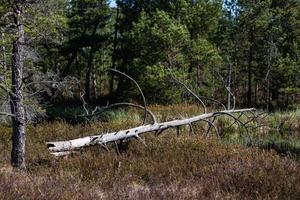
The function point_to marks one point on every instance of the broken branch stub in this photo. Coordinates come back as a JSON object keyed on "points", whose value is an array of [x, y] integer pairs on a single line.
{"points": [[65, 147]]}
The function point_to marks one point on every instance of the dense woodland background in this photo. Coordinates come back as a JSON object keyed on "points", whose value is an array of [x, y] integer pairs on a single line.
{"points": [[200, 42], [57, 83]]}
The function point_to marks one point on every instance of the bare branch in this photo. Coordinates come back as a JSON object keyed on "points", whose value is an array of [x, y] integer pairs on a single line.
{"points": [[135, 132], [6, 114]]}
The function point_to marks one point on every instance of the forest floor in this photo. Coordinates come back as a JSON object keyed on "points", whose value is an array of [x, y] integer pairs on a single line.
{"points": [[170, 167]]}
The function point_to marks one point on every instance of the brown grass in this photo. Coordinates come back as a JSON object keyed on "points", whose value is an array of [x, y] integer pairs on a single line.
{"points": [[170, 167]]}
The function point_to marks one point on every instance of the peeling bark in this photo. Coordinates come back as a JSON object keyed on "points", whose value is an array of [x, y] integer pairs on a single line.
{"points": [[66, 147]]}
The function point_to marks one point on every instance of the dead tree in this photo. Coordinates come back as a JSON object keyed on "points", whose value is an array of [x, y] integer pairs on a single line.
{"points": [[62, 148]]}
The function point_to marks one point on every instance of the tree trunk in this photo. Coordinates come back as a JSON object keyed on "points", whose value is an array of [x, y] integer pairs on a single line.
{"points": [[16, 103], [111, 83], [88, 76], [65, 147]]}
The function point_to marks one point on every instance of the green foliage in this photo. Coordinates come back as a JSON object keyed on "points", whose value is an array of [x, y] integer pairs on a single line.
{"points": [[169, 167]]}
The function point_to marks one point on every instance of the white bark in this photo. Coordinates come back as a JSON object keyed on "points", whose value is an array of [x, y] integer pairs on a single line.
{"points": [[65, 147]]}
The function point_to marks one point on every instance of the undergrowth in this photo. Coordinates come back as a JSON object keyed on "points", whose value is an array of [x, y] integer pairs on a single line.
{"points": [[169, 167]]}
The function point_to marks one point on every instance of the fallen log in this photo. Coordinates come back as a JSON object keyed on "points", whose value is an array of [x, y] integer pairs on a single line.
{"points": [[61, 148]]}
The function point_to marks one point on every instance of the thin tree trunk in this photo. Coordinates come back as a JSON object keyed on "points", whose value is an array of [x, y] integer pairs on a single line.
{"points": [[229, 87], [17, 107], [111, 84], [88, 75], [250, 59]]}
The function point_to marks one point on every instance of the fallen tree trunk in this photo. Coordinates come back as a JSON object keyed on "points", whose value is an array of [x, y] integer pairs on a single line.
{"points": [[66, 147]]}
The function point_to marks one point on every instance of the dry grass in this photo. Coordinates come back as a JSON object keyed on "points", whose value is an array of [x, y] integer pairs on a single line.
{"points": [[170, 167]]}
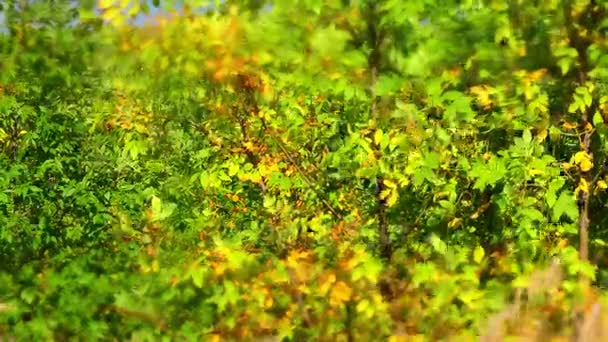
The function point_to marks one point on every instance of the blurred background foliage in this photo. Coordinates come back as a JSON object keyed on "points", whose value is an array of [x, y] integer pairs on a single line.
{"points": [[303, 170]]}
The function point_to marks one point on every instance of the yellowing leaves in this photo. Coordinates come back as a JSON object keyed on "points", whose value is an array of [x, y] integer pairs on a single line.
{"points": [[482, 94], [340, 294], [390, 193], [583, 160], [583, 186]]}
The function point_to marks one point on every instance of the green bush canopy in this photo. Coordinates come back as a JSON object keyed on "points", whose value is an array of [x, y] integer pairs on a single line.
{"points": [[303, 170]]}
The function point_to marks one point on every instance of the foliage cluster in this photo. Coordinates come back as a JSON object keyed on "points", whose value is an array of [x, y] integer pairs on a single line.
{"points": [[303, 169]]}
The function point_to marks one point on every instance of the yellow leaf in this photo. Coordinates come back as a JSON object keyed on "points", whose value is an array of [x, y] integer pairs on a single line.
{"points": [[104, 4], [455, 222], [482, 95], [582, 186], [327, 283], [378, 136], [583, 160], [536, 172], [392, 199], [340, 293], [478, 254], [385, 193], [542, 135], [568, 125], [586, 165], [390, 183]]}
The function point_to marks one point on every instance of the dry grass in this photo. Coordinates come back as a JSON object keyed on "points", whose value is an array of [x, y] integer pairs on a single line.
{"points": [[546, 320]]}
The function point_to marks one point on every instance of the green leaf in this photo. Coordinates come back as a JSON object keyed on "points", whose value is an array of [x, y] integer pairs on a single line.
{"points": [[565, 205]]}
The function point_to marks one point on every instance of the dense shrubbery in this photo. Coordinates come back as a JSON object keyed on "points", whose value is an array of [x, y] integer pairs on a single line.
{"points": [[302, 170]]}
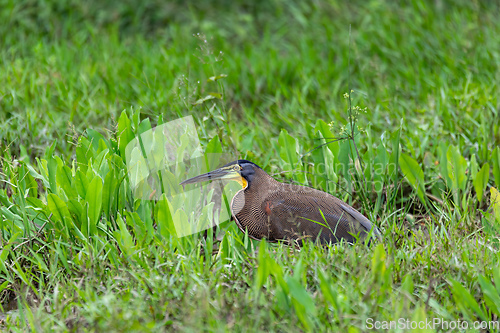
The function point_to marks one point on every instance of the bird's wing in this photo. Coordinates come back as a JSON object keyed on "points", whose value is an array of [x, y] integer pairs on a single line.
{"points": [[300, 215]]}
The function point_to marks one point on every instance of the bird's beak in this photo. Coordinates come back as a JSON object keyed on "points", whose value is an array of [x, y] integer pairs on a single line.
{"points": [[221, 173]]}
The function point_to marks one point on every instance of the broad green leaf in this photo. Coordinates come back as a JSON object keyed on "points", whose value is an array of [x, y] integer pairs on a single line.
{"points": [[64, 179], [443, 164], [263, 269], [60, 213], [81, 183], [456, 166], [289, 154], [94, 199], [393, 167], [124, 133], [481, 180], [95, 137], [496, 165], [495, 203], [414, 174], [108, 192], [213, 153], [419, 316], [379, 167], [378, 262], [491, 296]]}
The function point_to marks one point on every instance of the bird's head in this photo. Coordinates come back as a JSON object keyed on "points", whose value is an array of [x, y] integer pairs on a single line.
{"points": [[242, 171]]}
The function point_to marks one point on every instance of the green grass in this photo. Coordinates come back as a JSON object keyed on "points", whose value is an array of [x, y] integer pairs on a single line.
{"points": [[426, 72]]}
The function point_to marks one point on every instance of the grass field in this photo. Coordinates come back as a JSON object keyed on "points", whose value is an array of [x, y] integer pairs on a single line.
{"points": [[414, 84]]}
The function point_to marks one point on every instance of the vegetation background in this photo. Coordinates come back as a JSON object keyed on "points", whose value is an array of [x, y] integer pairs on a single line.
{"points": [[265, 80]]}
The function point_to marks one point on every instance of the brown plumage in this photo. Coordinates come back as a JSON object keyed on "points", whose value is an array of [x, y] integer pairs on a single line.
{"points": [[266, 208]]}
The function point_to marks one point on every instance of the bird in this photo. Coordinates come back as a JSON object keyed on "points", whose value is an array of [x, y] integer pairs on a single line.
{"points": [[266, 208]]}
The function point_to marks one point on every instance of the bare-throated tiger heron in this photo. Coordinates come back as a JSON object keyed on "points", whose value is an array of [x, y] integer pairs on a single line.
{"points": [[266, 208]]}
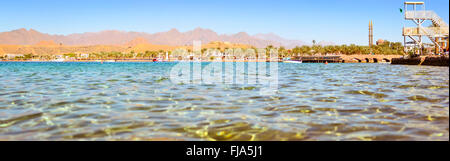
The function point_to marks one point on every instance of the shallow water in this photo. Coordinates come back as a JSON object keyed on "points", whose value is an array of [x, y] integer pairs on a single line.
{"points": [[138, 101]]}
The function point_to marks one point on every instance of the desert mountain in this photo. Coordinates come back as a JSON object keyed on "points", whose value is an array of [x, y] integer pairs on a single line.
{"points": [[172, 37]]}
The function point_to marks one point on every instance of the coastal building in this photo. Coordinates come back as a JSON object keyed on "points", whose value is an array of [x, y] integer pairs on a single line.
{"points": [[12, 56], [437, 33]]}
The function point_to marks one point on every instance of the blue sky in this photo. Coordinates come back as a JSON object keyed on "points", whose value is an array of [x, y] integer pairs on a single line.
{"points": [[339, 21]]}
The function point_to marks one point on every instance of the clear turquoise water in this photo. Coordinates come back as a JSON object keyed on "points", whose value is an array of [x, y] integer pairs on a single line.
{"points": [[138, 101]]}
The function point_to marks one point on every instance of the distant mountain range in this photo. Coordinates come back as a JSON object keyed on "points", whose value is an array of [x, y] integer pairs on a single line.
{"points": [[172, 37]]}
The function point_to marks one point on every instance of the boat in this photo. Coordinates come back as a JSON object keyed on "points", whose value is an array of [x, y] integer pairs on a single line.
{"points": [[292, 61], [288, 60], [58, 60]]}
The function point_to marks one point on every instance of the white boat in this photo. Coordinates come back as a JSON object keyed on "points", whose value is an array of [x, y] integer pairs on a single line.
{"points": [[58, 60], [292, 61]]}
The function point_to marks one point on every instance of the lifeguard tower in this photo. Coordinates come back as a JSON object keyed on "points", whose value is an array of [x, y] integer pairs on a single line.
{"points": [[437, 32]]}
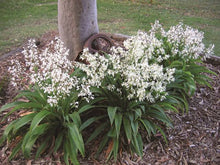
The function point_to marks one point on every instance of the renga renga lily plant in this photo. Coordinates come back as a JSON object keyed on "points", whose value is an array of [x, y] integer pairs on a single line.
{"points": [[115, 96]]}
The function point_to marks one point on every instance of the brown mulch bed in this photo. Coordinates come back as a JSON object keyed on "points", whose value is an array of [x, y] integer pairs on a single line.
{"points": [[193, 140]]}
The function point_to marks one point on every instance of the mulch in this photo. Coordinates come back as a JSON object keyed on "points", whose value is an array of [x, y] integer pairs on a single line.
{"points": [[193, 140]]}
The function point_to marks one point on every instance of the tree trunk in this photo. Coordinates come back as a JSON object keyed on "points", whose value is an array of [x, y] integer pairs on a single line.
{"points": [[77, 21]]}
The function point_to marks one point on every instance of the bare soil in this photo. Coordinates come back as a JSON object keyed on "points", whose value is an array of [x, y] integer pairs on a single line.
{"points": [[194, 139]]}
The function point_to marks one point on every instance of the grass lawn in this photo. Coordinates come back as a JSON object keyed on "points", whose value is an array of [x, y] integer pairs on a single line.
{"points": [[22, 19]]}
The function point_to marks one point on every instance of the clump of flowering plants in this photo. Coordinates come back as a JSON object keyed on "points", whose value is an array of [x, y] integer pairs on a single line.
{"points": [[50, 105], [135, 84], [127, 91]]}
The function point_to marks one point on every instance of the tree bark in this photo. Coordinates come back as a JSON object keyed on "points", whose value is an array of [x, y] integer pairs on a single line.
{"points": [[77, 21]]}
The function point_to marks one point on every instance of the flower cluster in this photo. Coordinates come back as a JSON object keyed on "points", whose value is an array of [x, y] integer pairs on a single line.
{"points": [[49, 69], [183, 42], [141, 80]]}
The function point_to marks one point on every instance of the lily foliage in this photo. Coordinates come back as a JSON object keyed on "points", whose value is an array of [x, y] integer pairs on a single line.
{"points": [[118, 95]]}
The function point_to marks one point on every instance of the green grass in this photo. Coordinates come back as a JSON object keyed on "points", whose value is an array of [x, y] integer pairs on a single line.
{"points": [[22, 19]]}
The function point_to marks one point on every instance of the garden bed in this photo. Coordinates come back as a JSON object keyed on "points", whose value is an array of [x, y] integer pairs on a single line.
{"points": [[194, 139]]}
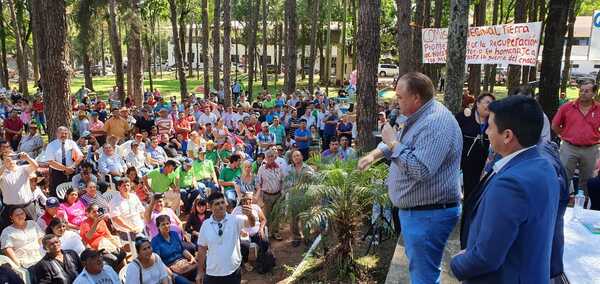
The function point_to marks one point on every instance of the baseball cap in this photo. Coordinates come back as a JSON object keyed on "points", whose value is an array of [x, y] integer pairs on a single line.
{"points": [[52, 202]]}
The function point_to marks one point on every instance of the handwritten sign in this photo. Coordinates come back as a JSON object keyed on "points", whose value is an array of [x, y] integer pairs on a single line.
{"points": [[594, 51], [501, 44]]}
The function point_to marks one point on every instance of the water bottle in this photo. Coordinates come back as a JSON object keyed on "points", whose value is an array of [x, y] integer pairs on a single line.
{"points": [[578, 206]]}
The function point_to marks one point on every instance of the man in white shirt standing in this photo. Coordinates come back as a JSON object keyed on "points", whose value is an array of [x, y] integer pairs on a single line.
{"points": [[63, 157], [126, 211], [219, 255], [14, 183]]}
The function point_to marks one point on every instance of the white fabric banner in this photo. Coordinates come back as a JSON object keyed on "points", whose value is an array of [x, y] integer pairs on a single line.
{"points": [[594, 53], [501, 44]]}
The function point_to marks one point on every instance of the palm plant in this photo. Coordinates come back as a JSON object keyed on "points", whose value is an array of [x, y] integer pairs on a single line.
{"points": [[340, 196]]}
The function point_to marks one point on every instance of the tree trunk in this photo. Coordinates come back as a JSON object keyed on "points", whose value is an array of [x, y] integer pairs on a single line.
{"points": [[265, 61], [115, 44], [291, 57], [251, 48], [177, 49], [21, 64], [416, 31], [566, 73], [314, 27], [205, 71], [457, 43], [216, 44], [368, 61], [343, 44], [227, 53], [4, 71], [190, 52], [134, 56], [404, 37], [149, 58], [490, 69], [50, 29], [475, 69], [554, 37], [514, 71], [102, 50]]}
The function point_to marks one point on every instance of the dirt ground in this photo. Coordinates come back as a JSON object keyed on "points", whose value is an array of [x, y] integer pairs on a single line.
{"points": [[285, 254]]}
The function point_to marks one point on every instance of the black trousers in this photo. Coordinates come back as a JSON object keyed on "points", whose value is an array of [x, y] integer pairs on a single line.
{"points": [[233, 278]]}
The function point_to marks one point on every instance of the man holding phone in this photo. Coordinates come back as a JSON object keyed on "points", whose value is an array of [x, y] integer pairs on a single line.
{"points": [[14, 183]]}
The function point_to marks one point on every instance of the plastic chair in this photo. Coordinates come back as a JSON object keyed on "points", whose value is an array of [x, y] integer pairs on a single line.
{"points": [[22, 272], [61, 190]]}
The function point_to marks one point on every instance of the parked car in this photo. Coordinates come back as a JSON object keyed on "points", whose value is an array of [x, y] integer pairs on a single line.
{"points": [[388, 70]]}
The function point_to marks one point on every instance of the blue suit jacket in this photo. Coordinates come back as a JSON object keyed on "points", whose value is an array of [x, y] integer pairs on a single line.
{"points": [[511, 232]]}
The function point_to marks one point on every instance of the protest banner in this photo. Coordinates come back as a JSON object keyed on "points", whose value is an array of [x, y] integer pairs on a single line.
{"points": [[501, 44], [594, 51]]}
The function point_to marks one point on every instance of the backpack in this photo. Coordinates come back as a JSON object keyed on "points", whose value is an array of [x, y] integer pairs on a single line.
{"points": [[265, 262]]}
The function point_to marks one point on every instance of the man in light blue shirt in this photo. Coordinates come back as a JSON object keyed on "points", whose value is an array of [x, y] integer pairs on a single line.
{"points": [[423, 175]]}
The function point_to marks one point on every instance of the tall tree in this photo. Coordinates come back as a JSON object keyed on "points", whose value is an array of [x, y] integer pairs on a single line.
{"points": [[50, 29], [554, 38], [83, 16], [21, 63], [291, 57], [314, 28], [205, 71], [514, 71], [4, 69], [404, 37], [177, 49], [115, 44], [566, 73], [457, 48], [265, 55], [416, 37], [475, 69], [251, 49], [216, 44], [368, 60], [134, 54], [227, 53]]}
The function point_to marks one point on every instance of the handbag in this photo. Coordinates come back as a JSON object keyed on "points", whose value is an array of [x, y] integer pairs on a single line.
{"points": [[182, 266]]}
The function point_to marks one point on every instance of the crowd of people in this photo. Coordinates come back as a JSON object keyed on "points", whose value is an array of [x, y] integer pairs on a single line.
{"points": [[167, 191]]}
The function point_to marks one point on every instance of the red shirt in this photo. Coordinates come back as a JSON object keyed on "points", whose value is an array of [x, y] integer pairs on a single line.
{"points": [[578, 129], [101, 232], [14, 125]]}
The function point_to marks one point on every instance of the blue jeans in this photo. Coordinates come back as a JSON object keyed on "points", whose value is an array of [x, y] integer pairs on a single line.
{"points": [[425, 233]]}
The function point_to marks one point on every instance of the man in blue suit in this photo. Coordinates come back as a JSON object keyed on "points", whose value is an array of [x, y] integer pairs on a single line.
{"points": [[512, 225]]}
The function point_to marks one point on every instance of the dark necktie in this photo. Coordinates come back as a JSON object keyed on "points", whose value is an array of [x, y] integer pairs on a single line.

-.-.-

Write out the lines above, starting at the line that contains "of the crowd" and ending with the final line, and nothing else; copy them exactly.

> _Solved problem_
The function point_to marks one point on every instance of the crowd of people in this photo. Coordinates come back as a JSON object keyed on "points", whose value is an array of [x, y] integer pairs on a single line.
{"points": [[167, 191]]}
The function point_to marks one point on every instance of the red shirt in this photo. Coordinates come back as a JSON object keyed on "points", whose value is an array of [x, y] integer pairs on a single line.
{"points": [[578, 129], [101, 232], [14, 125]]}
The function point_to marks one point on every instance of the blue jeans in this photo. Coordinates come back as a JSON object keyed on "points", whose value is an array of [x, y] integer pairs on a single line.
{"points": [[425, 233]]}
The function point_to marks one point on every instance of the man in blue suit in this photo. Coordinates come back as a JSON object keyed on "points", whose value is an array of [x, y] integer pairs on a single line.
{"points": [[512, 225]]}
The function point_to marks one point on every instance of the dark necktie in this photo. Coordinates come back as a JSON object keyed on "points", whose value is an array of [x, y] integer pairs on a single line.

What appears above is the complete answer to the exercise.